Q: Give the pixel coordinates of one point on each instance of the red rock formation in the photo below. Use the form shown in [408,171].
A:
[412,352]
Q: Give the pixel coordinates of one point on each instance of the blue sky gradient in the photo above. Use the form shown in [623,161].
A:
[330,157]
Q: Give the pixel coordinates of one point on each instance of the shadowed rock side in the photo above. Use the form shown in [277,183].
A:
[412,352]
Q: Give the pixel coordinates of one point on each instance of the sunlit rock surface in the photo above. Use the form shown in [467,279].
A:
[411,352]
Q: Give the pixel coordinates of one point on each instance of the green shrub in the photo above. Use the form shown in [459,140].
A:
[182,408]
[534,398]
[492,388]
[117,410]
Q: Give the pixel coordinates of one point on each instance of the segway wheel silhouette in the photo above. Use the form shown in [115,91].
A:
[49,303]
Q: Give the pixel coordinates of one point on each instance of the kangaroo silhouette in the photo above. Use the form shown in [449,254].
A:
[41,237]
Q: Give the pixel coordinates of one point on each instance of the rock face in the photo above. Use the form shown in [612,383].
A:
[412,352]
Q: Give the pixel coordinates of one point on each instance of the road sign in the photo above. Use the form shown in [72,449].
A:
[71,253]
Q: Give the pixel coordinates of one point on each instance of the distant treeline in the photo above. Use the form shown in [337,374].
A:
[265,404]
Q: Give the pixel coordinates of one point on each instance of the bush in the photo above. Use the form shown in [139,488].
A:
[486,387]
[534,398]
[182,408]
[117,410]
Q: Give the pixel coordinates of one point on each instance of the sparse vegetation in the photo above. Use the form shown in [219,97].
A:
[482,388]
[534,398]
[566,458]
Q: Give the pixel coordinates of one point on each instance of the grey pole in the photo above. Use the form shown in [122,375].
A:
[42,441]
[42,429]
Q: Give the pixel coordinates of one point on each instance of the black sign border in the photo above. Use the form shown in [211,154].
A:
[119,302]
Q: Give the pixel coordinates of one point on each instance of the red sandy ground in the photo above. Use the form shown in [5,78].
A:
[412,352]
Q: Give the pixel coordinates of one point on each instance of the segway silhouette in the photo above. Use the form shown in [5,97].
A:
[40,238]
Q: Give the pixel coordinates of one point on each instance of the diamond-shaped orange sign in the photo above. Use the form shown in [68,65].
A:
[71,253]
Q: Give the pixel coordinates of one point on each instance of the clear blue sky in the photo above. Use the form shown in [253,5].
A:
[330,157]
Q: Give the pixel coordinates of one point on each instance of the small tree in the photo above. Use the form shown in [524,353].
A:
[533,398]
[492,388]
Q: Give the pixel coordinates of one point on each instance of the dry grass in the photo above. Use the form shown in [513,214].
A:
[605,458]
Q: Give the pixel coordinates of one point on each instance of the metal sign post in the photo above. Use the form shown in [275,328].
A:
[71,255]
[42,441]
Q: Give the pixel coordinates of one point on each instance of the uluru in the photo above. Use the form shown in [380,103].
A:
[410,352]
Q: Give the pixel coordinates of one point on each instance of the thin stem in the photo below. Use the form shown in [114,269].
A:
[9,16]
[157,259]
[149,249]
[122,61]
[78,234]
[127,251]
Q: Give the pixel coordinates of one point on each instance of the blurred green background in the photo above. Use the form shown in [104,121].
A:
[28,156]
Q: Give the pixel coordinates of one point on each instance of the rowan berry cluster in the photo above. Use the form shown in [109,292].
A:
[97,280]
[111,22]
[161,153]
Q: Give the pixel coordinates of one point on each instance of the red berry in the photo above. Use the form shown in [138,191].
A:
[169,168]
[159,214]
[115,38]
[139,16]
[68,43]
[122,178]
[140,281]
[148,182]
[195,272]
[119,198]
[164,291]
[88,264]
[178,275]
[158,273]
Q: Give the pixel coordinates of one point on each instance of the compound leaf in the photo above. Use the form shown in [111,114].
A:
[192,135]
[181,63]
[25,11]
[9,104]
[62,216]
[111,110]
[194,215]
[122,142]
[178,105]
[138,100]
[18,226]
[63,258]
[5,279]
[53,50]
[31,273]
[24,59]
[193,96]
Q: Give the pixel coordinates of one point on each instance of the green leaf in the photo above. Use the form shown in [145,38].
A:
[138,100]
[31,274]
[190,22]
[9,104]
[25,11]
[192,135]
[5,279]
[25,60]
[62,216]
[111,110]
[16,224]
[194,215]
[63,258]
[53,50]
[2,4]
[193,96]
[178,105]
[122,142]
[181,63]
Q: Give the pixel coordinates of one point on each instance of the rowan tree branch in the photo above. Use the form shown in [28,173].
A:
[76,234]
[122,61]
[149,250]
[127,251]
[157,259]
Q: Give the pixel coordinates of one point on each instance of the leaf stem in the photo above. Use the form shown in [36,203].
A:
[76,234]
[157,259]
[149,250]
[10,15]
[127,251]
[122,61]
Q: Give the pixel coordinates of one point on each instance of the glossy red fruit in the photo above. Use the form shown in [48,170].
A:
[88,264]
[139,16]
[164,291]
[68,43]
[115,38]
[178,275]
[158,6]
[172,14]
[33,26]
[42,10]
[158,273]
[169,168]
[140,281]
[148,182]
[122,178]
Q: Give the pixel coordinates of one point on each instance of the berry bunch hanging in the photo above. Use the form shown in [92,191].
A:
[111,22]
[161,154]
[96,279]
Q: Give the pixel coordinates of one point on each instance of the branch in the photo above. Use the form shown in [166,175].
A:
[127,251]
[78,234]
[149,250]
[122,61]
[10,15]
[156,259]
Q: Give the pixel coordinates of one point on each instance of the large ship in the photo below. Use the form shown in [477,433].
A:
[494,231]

##########

▸ Your task
Write out the entries above word for word.

▸ Expected answer
Q: Give the pixel coordinates of one point on each instance of the red rock formation in the photo below. Use the form shown in [408,171].
A:
[412,352]
Q: Give the pixel coordinates of one point on each instance of the blue sky gradient in the photo above. Use the form shown in [623,161].
A:
[330,157]
Q: Give the pixel coordinates of one point on each instance of the shadowed rock side in the photo above. Use the form shown in [277,183].
A:
[412,352]
Q: Give the pixel coordinates of one point on each instance of the sunlit rock surface in the photo above. Use the form shown in [467,279].
A:
[411,352]
Q: Give the pixel coordinates of one point on each instance of the green shrub in the photo above. Use the form shown in [459,140].
A:
[182,408]
[534,398]
[492,388]
[117,410]
Q: Give the pixel coordinates of one point on each instance of the segway wheel silhouette in the photo above. Use the form shown in [115,91].
A:
[49,303]
Q: Give the pixel coordinates of one point on each instance of the kangaroo silhouette in the photo above. Use the form shown in [449,254].
A:
[41,237]
Q: Give the pixel coordinates of one point on each instance of the rock face in the photo above. Use the form shown in [612,383].
A:
[412,352]
Q: Give the pixel coordinates of one point on each instance of the road sign in the photo above. Use the form shown in [72,449].
A:
[71,253]
Q: Give the pixel coordinates of one point on each instance of the distant treeline in the photo above. Use the form shown in [337,374].
A:
[265,404]
Q: Give the pixel coordinates of one point on each instance of the bush in the photo above. Use the form shown in [139,488].
A:
[486,387]
[534,398]
[182,408]
[117,410]
Q: Give the pixel coordinates of one point on each instance of the sparse vegetation in the photo above. Use the form shown in [219,97].
A:
[482,388]
[534,398]
[566,458]
Q: Give the pixel coordinates of one point on each instance of the grey pole in the photo above. Use the form shown in [122,375].
A:
[42,441]
[42,429]
Q: Give the pixel coordinates of one point on each instance of the black sign border in the photo above. Use the form shown in [211,154].
A:
[119,302]
Q: Give the pixel coordinates of one point on each instance of the red sandy ground in the photo above. Use the form shown in [5,78].
A:
[412,352]
Q: Give the pixel coordinates of one point on each instance of the segway silhouette in the photo above. Use the form shown in [5,97].
A:
[40,238]
Q: Give the pixel coordinates of one point on each instance of the diamond-shaped orange sign in the photo above. Use the form shown in [68,65].
A:
[71,253]
Q: Give the pixel coordinates of one point on each instance of the clear blue sky in the photo above. Use the form shown in [253,5].
A:
[330,157]
Q: Give the pixel coordinates of one point on each instance of the small tree in the photo above. Use the form shown in [524,353].
A:
[533,398]
[492,388]
Q: Give the pixel coordinates of one point on each instance of the dry grass in the photo above. Use the form shown in [513,214].
A:
[605,458]
Q: Give the pixel coordinates of one point on each instance of the metal sign post in the photo above. Use the form shown in [275,328].
A:
[71,255]
[42,441]
Q: Give the pixel coordinates of one point on each instance of the uluru in the photo above. Use the form shown in [380,103].
A:
[410,352]
Q: Give the pixel coordinates of one point on each instance of the thin stem in the photo below. Use the form shown in [114,269].
A:
[9,16]
[157,259]
[149,249]
[122,61]
[78,234]
[127,251]
Q: Give the pixel coordinates of one point on each instance of the blurred green background in the photo above. Use the form shown in [104,121].
A:
[28,156]
Q: Give the pixel coordinates of one point on each instance of the rowan berry cluster in the photo above. Use the form shown in [109,292].
A:
[97,280]
[111,22]
[161,153]
Q: Give the pixel coordinates of one point on each instance of the red berry in the photo above. Use the form shown in [138,191].
A:
[169,168]
[159,214]
[115,38]
[139,16]
[68,43]
[122,178]
[140,281]
[148,182]
[195,272]
[119,198]
[164,291]
[88,264]
[178,275]
[158,273]
Q: Give the pixel coordinates of one point on each instance of the compound leaf in the photo above. Use the form shown in [111,114].
A:
[192,135]
[181,63]
[25,11]
[9,104]
[62,216]
[111,110]
[194,215]
[122,142]
[178,105]
[138,100]
[18,226]
[63,258]
[5,279]
[53,50]
[31,273]
[24,59]
[193,96]
Q: Give the pixel coordinates of one point on each instance of the green leaf in the photo above. Use the form shown in [145,38].
A:
[138,100]
[31,274]
[190,22]
[9,104]
[25,11]
[192,135]
[5,279]
[25,60]
[62,216]
[111,110]
[16,224]
[194,215]
[63,258]
[53,50]
[2,4]
[193,96]
[178,105]
[122,142]
[181,63]
Q: Give the pixel coordinates of one point on each instance of the rowan tree branch in the photo above. Use the form shown in [28,173].
A:
[76,234]
[122,61]
[149,250]
[127,251]
[157,259]
Q: Give the pixel coordinates of one point on each instance of the leaf stem in the photo above. Use the form shown in [36,203].
A:
[76,234]
[157,259]
[149,250]
[10,15]
[127,251]
[122,61]
Q: Give the pixel coordinates of one point on each instance of the glossy red fruit in the photo above. Use the form shown in [48,170].
A:
[88,264]
[139,16]
[164,291]
[68,43]
[115,38]
[178,275]
[158,6]
[172,14]
[33,26]
[42,10]
[158,273]
[169,168]
[140,281]
[148,182]
[122,178]
Q: Give the pixel coordinates of one point on each instance of the berry bunch hanging in the photo above. Use the form shown in [92,191].
A:
[111,22]
[161,154]
[96,279]
Q: Give the pixel coordinates of one point on each instance of the branch in the photo above. Use the form shown in [166,175].
A:
[127,251]
[78,234]
[149,250]
[122,61]
[10,15]
[156,259]
Q: Give the pixel coordinates of one point on each instance of the large ship in the photo below. Use the form shown in [477,433].
A:
[494,231]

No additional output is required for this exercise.